WHAT TO DO: Find where "Then it reports" occurs in the data below, and retype that line and every later line exactly.

Stored data entries:
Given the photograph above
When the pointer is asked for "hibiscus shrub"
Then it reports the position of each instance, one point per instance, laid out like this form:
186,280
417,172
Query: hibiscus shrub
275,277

RESULT OF THE EXERCISE:
Then it reports the position of each instance, one point per instance, laid out like this form:
186,280
417,172
Query: hibiscus shrub
275,277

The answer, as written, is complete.